Archive by Author


4 Dec

This semester I signed up for this course needing the credit.  It sounded somewhat interesting but I didn’t really know what to expect.  After the first day of class I remember telling fellow classmates that I was excited for the course and seemed like I would learn a lot, which I did.  A lot of the classes I took this semester could easily tie in with each other so it definitely made it easier to retain the information.  Already knowing how influential the media can be, this class really brought to my attention the effects media has on just about everybody ranging from children to adults and males to females.  Media is everywhere! IT’s on the television we watch everyday, the magazines we read when waiting at the doctors office, the billboards we pass when driving down the highway you literally cannot escape media.  I also really enjoyed this course because I was able to connect with a lot of the topics we discussed.  I also thought the final project was a good way to finish up the semester.  It was cool to make us think outside of the box and try to come up to solutions to solve some of the social issues going on today rather than us just over viewing what we’ve learned this year.  I can fully say I enjoyed this class and I would definitely recommend it to others.

RAW DATA:
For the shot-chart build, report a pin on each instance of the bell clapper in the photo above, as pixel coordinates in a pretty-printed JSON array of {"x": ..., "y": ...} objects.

WHAT IS ASKED: Copy out the full post about the media course, word for word, from its first line to its last.

EXERCISE RESULT:
Archive by Author


4 Dec

This semester I signed up for this course needing the credit.  It sounded somewhat interesting but I didn’t really know what to expect.  After the first day of class I remember telling fellow classmates that I was excited for the course and seemed like I would learn a lot, which I did.  A lot of the classes I took this semester could easily tie in with each other so it definitely made it easier to retain the information.  Already knowing how influential the media can be, this class really brought to my attention the effects media has on just about everybody ranging from children to adults and males to females.  Media is everywhere! IT’s on the television we watch everyday, the magazines we read when waiting at the doctors office, the billboards we pass when driving down the highway you literally cannot escape media.  I also really enjoyed this course because I was able to connect with a lot of the topics we discussed.  I also thought the final project was a good way to finish up the semester.  It was cool to make us think outside of the box and try to come up to solutions to solve some of the social issues going on today rather than us just over viewing what we’ve learned this year.  I can fully say I enjoyed this class and I would definitely recommend it to others.